Metin »

☆ ☆ ☆ ☆ ☆

14 milyonla başlanan Aydın Tekstil daha yarısındayken nasıl 1,5 milyar harcanır? Kızmaca yok; o parayı baba evinizden getirmediniz. Benim ve benim gibilerin parası o.

Yıllarca neler sorduk; bir biz değil, AK Partili Mehmet Erdem’den Mustafa Savaş’a, Umut Tuncer’e kadar… Tek cevap yok.

Muttalip Özsemerci Nasıl Kurtulur?

Özlem Çerçioğlu ve yapılanması kurtarma, kollama, örtbas etme kararını çoktan almış.

Şimdi soralım:

Muttalip Özsemerci bu kazadan sonra nasıl hiçbir şey olmamış gibi sabah mesaisine başlayabiliyor? Nasıl oluyor da “olayı ben de basından duydum” rahatlığını sergileyebiliyor? “Benimle uzaktan yakından ilgisi yok” diyebiliyor?

Çünkü ona ezberletilen replik bu. Kurtarma senaryosu çalışılmış bile. Kurtarılacağından çok emin.

Kime mi güveniyor? Önce Dr. Kadir Karakoç’a güveniyor; çünkü yapılmışı var hesabı.

O da gece yarısı belediye aracıyla birkaç bayanla kaza yapıyor. O da kaçıyor ama vatandaş karga tulumba yakalayıp dersini veriyor.

Kim durdu doktorun arkasında? Çerçioğlu.

Özsemerci’deki rahatlık nereden geliyor?

Tabii ki arkasında Çerçioğlu olduğundan.

Ve artık görünen o ki, AK Parti de bu yükleri paylaşmaya zorlanmaktadır.

Bu kazanın yaralamalı olduğu iddiası doğruysa -ki aksini ispatlayan hiçbir resmî açıklama yok- ayrıca araçta iki bayanın olduğu yönünde kuvvetli iddialar varsa; kaza yerinin yakınlarında içkili bir eğlence mekânından dönüş söz konusuysa…

Biliyorsunuz, Özsemerci’nin Efeler Belediyesi’nde başkan yardımcısı olduğu dönemde belediyeden bayan personellerle pavyona gittiği tespit edilince Anıl Başkan kulağından tuttuğu gibi kapının önüne koymuştu.

Bu kazanın tüm ayrıntılarına ulaşmak devlet görevlileri için işten bile değildir.

Savcılığın resen harekete geçmesi gerekir.

Kan örnekleri, HTS kayıtları, kamera görüntüleri…

Bunların tamamı toplanmadan dosya kapatılırsa, bu yalnızca belediyenin değil, siyasi olarak AK Parti’nin de ortak olduğu bir örtbas olur.

AK Parti desteği olmadan bu dosya kapatılamaz.

☆ ☆ ☆ ☆ ☆

Verilen kayıtlar »
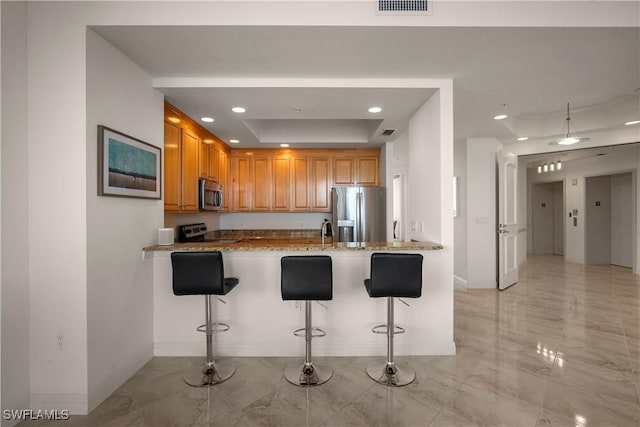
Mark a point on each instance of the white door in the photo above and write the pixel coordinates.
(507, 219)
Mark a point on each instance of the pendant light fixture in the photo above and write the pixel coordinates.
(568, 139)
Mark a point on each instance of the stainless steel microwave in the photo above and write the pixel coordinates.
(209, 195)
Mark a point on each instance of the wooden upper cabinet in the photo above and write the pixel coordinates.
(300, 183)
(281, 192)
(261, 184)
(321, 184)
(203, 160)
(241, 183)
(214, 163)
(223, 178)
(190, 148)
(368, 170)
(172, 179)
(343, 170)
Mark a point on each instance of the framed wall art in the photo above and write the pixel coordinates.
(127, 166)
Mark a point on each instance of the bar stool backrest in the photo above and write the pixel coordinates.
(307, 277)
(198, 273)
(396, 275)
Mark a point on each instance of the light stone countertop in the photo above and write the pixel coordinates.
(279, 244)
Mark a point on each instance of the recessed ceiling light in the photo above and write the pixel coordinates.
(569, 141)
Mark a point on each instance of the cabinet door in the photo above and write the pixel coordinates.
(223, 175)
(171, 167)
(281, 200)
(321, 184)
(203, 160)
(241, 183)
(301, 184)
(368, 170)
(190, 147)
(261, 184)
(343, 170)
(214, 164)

☆ ☆ ☆ ☆ ☆

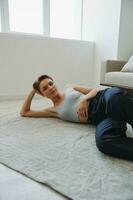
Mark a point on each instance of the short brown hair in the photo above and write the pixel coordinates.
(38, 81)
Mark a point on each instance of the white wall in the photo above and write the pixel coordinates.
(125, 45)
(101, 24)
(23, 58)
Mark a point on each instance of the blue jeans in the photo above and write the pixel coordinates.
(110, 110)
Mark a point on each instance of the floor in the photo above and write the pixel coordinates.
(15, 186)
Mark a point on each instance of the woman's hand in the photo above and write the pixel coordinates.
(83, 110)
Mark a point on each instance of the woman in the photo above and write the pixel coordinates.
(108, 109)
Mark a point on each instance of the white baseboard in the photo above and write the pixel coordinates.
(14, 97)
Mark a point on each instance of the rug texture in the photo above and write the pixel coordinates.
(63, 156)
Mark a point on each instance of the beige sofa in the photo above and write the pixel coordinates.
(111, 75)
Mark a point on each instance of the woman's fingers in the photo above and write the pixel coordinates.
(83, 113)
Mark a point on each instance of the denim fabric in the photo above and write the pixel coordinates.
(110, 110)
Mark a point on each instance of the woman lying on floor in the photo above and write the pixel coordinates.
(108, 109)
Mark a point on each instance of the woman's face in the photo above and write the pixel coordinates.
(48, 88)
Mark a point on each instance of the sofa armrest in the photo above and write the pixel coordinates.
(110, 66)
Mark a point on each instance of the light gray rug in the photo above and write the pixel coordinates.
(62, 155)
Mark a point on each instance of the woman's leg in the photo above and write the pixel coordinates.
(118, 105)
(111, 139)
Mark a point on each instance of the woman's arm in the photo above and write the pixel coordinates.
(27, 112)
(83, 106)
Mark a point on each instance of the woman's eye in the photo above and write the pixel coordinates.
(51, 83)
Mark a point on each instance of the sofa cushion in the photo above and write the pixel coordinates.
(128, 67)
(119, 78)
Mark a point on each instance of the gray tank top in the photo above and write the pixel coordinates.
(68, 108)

☆ ☆ ☆ ☆ ☆

Görev » Muttalip Özsemerci'nin karıştığı iddia edilen kaza ve örtbas tartışmasını ele alan metni, son cümlesinin ardından gelecek bölümü yazarak sürdürün.

Yanıt »
AK Parti’ye Açık Soru

Buradan açıkça soruyoruz:

Aydın’da hukuk işlemeyecek mi?

AK Parti rozeti, yaralamalı trafik kazasında bile zırh mı olacak?

Mehmet Erdem ve AK Parti Aydın yönetimi bu dosyada nerede duruyor?

Büyük bir sınav bekliyor Cumhur İttifakı’nı. Günahları görmezden gelmekten, günahlara ortak olmaya evrilecekler mi, göreceğiz.

Bu konularda sessizlik devam ederse artık bu “sükûnet” değil, sorumluluk ortaklığıdır.

AK Parti’ye geçişi ilkesel olmayan Özlem Çerçioğlu’nun, bugün AK Parti’yi de kendi siciline ortak etmeye çalıştığı çok açıktır.

Belediye kadrolarını asaleten doldurması, Cumhur İttifakı’na tek bir alan bırakmaması, bir müdürlüğü dahi layık görmediği hâlde buna rağmen “dokunulmazlık” beklentisi içine girmesi bir meydan okumadır.

AK Parti kulislerinde konuşulanlara göre; Çerçioğlu’nun İYİ Parti ile arka kapı diplomasisi yürüttüğü, MHP’yi devre dışı bıraktığı ve olası bir iktidar değişiminde kendini ve yapılanmasını koruyacak yeni bir şemsiye aradığı iddia ediliyor.

Şöyle ki; Çerçioğlu siyasi hayatı boyunca tek yere yatırım yapmaz. Özellikle ekonomi nedeniyle AK Parti’nin iktidar şansının zayıf olduğunu düşünen Çerçioğlu’nun, İYİ Parti’yi yedeğinde tutarak olası CHP-İYİ Parti şemsiyesi altında; Zafer Partisi, Anahtar Partisi koalisyonunda bir pozisyon alarak kendini ve yapılanmasını korumayı düşündüğü AK Parti kulislerinde dillendiriliyor.

MHP’yi refüze etmesi, MHP içinde Burak Pehlivan ile iş tutması, İYİ Parti ile Kuşadası’ndaki iş birliği bu iddiaları gittikçe güçlendiriyor.

AK Parti’ye emek vermiş akil insanlar ise Çerçioğlu için parti değiştirmenin çok basit olduğunu; ilkesel manada hiçbir partiyle uyum sağlayamayacağını düşünüyorlar; “23 yıllık partisini bırakıp bize gelen birinin, seçim gecesi duruma göre yine parti değiştirmesini yadırgamayız” diyorlar.

Bu kaza aslında Çerçioğlu yönetim anlayışının “Susurluk kazasıdır.”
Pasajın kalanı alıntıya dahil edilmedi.